## SET PROBLEM
Reproduce exactly the line in which "Where can the street" occurs and all the lines after it, ending with the last line.

## DATA PROVIDED
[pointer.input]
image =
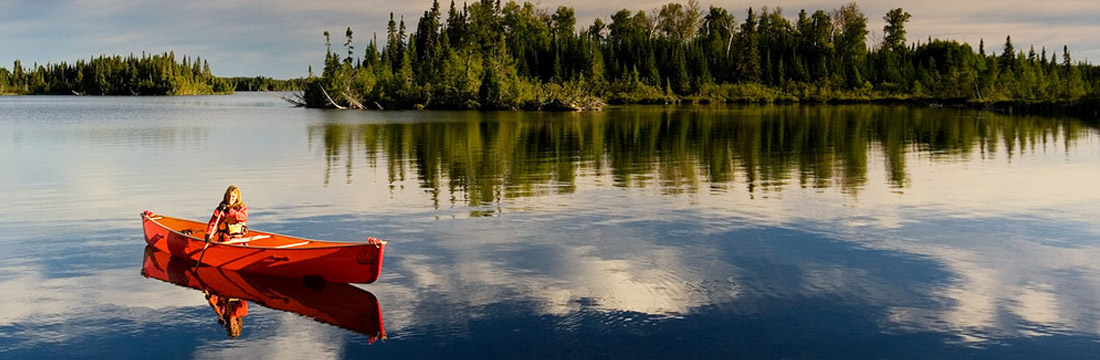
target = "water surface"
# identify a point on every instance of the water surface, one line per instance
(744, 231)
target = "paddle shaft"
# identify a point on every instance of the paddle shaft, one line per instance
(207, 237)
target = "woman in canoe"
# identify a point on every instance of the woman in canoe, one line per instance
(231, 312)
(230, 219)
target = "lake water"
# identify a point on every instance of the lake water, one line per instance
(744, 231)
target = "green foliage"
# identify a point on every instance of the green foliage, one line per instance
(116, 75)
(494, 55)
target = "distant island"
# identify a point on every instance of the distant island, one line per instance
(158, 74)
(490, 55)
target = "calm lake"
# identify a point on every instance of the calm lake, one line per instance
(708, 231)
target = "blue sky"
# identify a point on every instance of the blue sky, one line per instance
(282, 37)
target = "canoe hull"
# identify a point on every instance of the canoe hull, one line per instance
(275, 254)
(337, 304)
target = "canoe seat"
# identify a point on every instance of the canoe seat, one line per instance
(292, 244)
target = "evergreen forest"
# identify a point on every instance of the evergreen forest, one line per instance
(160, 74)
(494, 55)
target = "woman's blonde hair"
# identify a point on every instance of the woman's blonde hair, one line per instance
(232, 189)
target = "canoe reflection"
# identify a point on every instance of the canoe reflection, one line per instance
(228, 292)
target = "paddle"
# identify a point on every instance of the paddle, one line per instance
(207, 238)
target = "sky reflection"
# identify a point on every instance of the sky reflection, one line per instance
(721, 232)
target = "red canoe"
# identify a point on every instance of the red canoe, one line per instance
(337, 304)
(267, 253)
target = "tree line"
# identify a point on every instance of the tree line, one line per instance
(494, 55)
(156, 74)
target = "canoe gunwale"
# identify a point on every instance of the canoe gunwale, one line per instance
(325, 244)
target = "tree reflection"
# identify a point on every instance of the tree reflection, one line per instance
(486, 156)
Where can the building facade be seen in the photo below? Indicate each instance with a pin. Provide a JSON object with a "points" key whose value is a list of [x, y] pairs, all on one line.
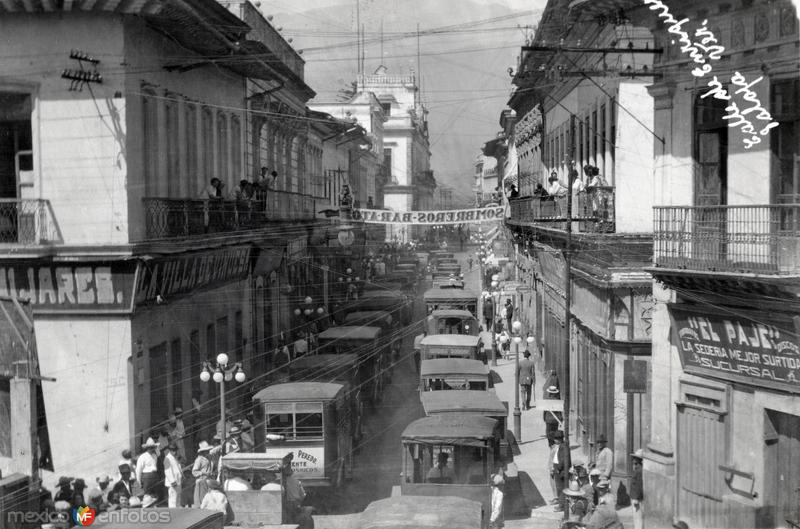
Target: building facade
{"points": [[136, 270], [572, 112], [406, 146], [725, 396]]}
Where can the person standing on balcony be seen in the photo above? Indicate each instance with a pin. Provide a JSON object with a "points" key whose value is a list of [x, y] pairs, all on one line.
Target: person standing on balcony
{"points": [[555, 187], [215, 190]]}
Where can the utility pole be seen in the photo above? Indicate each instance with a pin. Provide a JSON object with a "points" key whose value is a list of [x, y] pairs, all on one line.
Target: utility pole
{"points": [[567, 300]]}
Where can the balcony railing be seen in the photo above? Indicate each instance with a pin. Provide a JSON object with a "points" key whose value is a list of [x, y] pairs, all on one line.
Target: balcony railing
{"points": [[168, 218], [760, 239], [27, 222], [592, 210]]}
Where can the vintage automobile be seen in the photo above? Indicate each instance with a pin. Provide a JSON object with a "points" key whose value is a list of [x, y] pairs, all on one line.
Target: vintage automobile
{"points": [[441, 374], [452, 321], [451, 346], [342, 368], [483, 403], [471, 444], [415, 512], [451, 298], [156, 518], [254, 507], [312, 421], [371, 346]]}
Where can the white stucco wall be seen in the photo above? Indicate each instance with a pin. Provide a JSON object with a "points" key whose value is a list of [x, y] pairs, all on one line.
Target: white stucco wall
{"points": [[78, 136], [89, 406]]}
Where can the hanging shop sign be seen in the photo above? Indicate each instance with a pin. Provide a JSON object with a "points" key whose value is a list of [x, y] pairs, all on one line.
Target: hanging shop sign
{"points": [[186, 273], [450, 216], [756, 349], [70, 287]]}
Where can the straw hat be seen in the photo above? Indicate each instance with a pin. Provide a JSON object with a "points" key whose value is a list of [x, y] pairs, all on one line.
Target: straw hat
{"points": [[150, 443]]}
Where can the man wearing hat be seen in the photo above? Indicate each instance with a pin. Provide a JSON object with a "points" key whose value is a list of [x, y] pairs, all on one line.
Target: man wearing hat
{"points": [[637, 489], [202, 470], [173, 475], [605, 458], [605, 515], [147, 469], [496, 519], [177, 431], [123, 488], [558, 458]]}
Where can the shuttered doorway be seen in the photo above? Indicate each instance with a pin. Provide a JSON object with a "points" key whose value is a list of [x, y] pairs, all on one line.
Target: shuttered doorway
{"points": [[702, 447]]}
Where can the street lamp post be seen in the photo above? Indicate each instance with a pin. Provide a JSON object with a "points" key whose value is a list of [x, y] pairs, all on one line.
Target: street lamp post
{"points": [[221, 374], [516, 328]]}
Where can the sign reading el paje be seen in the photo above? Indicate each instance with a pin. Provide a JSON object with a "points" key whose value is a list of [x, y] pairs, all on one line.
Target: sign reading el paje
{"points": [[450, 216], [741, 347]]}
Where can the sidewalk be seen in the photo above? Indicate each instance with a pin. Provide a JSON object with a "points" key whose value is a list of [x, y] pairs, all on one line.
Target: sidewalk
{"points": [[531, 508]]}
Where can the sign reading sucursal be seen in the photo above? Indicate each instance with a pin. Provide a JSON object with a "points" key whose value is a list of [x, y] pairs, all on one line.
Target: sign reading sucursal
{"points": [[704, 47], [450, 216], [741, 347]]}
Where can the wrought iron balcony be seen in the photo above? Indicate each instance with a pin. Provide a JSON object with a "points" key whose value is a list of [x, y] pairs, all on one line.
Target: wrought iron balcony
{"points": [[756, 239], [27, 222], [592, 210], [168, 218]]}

## EXPECTED OUTPUT
Where can the street lamp post be seen in the photo above? Indicate each instance with a pin. Provide a JSON object with a "points" key whose value is a list of [x, y] pairs, all on one line.
Target: street lamp post
{"points": [[221, 374], [516, 328]]}
Where can the sign reading el paje be seen in the photo above? Indicate each instance with a pin. Provide a JSON object with a "points" key whose value is a list of [x, y] pairs, all on one line.
Target: sign reading el paje
{"points": [[450, 216], [741, 347]]}
Where can the sidewalk be seen in the photo above? Indicate each instance with a pin. Provide a JSON object with a "points" key whose value is a list of [x, y] pairs, all on one line.
Target: sidewalk
{"points": [[531, 508]]}
Where can the sign reading sucursal be seen in the photo above? Indicate each instance with a pin. Provide a JSON object with a "points" key whose value is a list of [x, y] pairs, all on one line.
Target: sign reading sucursal
{"points": [[704, 47], [450, 216], [741, 347]]}
Where can the wrought iron balcony be seen in the photo above? Indicate each instance with a pin. Provide a JSON object with a "points" key whose value is a list of [x, y] pairs, all on one line.
Target: wrought iron balcony
{"points": [[756, 239], [27, 222], [592, 210], [168, 218]]}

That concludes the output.